# List of tasks:
1) Render this sentence from the astronomy review list in Spanish: "The Sun would rise in the West and set in the East."
2) In two sentences, summarize the astronomy review list.
3) Pick up the astronomy review list after its final answer and continue it.

The following is the list of questions and answers for the cumulative part of the final. All of the cumulative part of the final (the first 24 out of 48 questions) will be taken from this list. They may not be verbatim, e.g. the numbers may change or the effect reversed, but they will essentially be the same questions in content.



Q. Which of the following would happen if the Earth started spinning (rotating) in the opposite direction it is spinning now?
A. The Sun would rise in the West and set in the East.


Q. The Earth spins (rotates/revolves) around an axis that is tilted compared to the axis about which it orbits the Sun. Which of the following would be true if the Earth's spin was NOT tilted? (that is, which of the following would be true if the axis the Earth spins around was the same as the axis about which it orbit s its sun?)
A. The temperature would not change much during the year in both the northern and southern hemispheres.


Q. What is the main reason it is warm in Michigan in the summer?
A. The tilt of the Earth's axis means we receive the most direct sunlight then.


Q. If the moon is full at midnight, what will it be at 2 AM the same night?
A. full.


Q. Which of the following would make your weight half what it is now?
A. Being on a planet the same size as Earth but half the mass.

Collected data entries
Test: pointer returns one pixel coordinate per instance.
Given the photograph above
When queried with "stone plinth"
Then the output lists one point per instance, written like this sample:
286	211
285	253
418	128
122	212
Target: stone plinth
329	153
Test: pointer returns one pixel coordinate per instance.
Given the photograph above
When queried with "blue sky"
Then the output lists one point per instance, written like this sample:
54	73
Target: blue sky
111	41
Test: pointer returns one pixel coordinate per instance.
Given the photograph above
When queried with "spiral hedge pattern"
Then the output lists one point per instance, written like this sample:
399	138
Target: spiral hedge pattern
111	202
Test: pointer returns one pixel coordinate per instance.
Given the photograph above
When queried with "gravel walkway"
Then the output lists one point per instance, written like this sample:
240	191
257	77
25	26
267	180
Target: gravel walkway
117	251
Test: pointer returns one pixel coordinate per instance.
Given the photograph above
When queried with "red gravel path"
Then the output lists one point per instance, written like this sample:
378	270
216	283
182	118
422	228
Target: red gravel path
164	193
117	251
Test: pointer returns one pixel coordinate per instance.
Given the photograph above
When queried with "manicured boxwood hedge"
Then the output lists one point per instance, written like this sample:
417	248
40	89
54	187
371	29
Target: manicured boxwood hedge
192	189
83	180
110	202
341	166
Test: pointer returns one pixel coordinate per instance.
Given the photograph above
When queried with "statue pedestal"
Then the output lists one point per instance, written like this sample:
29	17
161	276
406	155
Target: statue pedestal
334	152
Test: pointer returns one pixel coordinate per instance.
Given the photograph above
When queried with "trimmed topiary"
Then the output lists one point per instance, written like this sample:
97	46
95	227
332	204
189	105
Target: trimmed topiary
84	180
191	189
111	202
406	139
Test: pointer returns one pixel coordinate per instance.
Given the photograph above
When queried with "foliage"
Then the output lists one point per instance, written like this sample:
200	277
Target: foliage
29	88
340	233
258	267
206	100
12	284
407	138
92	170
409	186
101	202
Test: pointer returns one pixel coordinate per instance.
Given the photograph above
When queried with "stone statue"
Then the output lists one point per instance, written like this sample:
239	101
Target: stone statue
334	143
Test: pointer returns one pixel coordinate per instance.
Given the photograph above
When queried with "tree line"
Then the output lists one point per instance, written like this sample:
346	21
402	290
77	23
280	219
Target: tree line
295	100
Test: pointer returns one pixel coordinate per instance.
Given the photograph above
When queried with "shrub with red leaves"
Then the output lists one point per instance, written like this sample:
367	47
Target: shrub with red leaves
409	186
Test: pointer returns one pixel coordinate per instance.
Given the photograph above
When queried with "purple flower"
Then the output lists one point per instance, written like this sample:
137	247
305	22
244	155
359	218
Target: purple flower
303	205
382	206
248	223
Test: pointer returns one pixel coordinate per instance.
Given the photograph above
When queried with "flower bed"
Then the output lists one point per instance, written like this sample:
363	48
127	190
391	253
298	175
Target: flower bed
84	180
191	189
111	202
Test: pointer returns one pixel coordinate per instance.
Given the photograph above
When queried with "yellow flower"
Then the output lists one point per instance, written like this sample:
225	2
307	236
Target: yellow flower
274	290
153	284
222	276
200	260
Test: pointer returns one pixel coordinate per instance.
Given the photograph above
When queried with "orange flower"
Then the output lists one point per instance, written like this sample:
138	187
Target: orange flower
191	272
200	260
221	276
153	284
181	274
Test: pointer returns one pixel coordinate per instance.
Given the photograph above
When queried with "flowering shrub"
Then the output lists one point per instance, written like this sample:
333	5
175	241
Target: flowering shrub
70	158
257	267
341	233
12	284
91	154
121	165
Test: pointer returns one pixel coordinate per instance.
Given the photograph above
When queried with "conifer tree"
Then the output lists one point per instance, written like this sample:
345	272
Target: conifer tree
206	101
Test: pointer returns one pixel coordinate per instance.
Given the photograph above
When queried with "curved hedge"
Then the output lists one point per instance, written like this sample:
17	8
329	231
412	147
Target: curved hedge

# Results in order:
1) El Sol saldría por el oeste y se pondría por el este.

2) The cumulative part of the final, the first 24 of 48 questions, will be drawn from this list, though details such as numbers may change or effects may be reversed. The questions cover what would happen if Earth spun the other way or had no axial tilt, why Michigan is warm in summer, the Moon's phase two hours after a full moon at midnight, and what would make a person's weight half what it is now.

3)
Q. When you see the Moon,
A. Light is emitted by the Sun, reflects off the Moon, and a little bit of that enters your eye.


Q. The center of our Milky Way Galaxy is about 25 million light years away. If a star explodes there, how long will it be before we see this happen?
A. 25 million years.


Q. A photon that has a wavelength of 600 nanometers
A. is less energetic than a photon with a wavelength of 400 nanometers.


Q. Which answer shows the correct pattern from closest object to the Earth to farthest from the Earth?
A. the Moon - Jupiter - stars other than the Sun.


Q. What led to the acceptance of the idea that the Earth revolves around the Sun over the previous view that the Earth was the center of the Universe?
A. That theory described the observations better and explained the motions of all objects with one consistent model.


Q. We see a set of spectral lines at 600 nanometers and 500 nanometers in the laboratory. We observe a star and see this set of spectral lines at 594 and 495 nanometers respectively. Which of the following can we conclude?
A. That the star is moving toward us.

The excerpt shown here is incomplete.